╭─ Extracted data

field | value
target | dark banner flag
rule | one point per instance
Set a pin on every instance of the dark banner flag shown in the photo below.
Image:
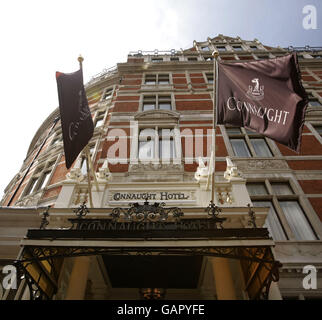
(76, 120)
(265, 96)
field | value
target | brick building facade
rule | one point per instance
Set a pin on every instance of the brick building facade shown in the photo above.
(159, 105)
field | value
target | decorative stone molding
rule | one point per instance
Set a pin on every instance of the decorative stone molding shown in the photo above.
(152, 115)
(75, 173)
(156, 167)
(252, 164)
(80, 196)
(202, 172)
(104, 173)
(231, 172)
(224, 194)
(28, 201)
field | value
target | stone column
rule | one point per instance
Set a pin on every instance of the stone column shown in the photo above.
(223, 279)
(78, 279)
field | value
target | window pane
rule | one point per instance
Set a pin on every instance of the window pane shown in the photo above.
(165, 106)
(45, 179)
(233, 130)
(166, 149)
(315, 103)
(98, 122)
(318, 129)
(150, 79)
(256, 189)
(146, 149)
(272, 222)
(281, 188)
(240, 148)
(297, 220)
(108, 94)
(32, 185)
(210, 77)
(84, 166)
(164, 79)
(148, 106)
(261, 148)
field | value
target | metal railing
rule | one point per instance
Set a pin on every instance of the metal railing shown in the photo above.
(306, 48)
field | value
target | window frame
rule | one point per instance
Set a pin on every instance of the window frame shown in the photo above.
(276, 199)
(157, 76)
(248, 137)
(36, 183)
(157, 101)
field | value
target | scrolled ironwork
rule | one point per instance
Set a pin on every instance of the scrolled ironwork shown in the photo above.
(213, 211)
(252, 217)
(81, 211)
(146, 212)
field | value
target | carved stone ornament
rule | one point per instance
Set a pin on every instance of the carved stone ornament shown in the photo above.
(231, 170)
(250, 165)
(202, 172)
(141, 167)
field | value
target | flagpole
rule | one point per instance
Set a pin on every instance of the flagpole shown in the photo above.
(89, 166)
(215, 76)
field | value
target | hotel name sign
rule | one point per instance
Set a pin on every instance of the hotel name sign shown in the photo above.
(139, 196)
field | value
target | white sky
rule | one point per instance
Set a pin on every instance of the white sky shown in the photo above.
(38, 38)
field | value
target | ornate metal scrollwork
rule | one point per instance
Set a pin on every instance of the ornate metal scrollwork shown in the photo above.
(152, 293)
(81, 211)
(213, 211)
(146, 212)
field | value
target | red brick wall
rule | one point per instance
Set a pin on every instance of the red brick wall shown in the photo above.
(317, 206)
(311, 186)
(310, 146)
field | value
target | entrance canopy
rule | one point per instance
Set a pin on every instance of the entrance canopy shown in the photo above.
(120, 239)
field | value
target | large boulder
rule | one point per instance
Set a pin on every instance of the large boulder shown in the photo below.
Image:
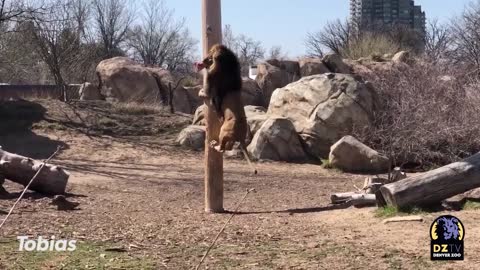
(186, 100)
(275, 74)
(89, 91)
(256, 116)
(277, 140)
(192, 137)
(350, 155)
(324, 108)
(312, 66)
(335, 63)
(199, 116)
(124, 80)
(251, 93)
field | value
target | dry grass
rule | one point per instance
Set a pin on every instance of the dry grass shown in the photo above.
(422, 119)
(133, 108)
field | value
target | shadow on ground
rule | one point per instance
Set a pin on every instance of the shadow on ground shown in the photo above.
(16, 136)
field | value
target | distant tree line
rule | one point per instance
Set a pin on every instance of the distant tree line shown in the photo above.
(457, 40)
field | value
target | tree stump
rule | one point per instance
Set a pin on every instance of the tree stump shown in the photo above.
(51, 180)
(434, 186)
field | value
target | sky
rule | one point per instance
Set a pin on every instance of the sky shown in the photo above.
(286, 23)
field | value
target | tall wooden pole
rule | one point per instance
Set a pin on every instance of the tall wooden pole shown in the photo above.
(211, 35)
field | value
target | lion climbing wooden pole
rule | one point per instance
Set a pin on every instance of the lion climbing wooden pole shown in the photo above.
(211, 35)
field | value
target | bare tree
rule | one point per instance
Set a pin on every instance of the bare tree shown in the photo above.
(228, 38)
(160, 39)
(112, 21)
(466, 36)
(56, 40)
(335, 36)
(276, 53)
(248, 50)
(437, 41)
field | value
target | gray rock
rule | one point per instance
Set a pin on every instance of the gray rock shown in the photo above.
(199, 116)
(350, 155)
(336, 64)
(277, 140)
(312, 66)
(324, 108)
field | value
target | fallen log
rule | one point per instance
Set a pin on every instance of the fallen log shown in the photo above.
(51, 180)
(434, 186)
(362, 200)
(353, 198)
(338, 198)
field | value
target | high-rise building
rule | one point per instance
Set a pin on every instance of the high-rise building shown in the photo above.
(374, 13)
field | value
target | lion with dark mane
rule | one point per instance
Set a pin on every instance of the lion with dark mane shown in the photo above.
(223, 75)
(223, 87)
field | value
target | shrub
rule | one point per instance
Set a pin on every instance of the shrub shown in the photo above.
(370, 45)
(422, 117)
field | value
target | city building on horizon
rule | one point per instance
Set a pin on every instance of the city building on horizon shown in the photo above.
(374, 13)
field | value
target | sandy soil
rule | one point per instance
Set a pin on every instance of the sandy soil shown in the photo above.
(145, 195)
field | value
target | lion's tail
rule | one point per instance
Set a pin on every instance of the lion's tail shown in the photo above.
(247, 157)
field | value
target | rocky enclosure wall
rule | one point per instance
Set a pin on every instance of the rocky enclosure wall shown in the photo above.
(37, 91)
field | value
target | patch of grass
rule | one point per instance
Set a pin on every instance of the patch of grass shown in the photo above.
(471, 205)
(88, 255)
(133, 108)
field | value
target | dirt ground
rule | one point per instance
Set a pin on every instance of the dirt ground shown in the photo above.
(141, 204)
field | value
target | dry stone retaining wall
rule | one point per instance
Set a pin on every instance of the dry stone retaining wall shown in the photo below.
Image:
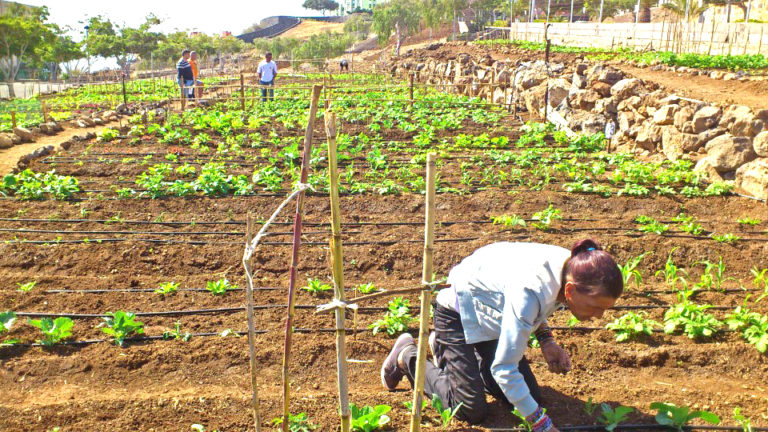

╰─

Your goal: Scan the material and collect every line that contains "below".

Result of this exercise:
Set a pin on every instance of the dark banner flag shown in the photo below.
Set a pin on every instance of the large boulder shown in the photo below.
Set a pin on every instance of the dry stone retaining wall shown in the photo below.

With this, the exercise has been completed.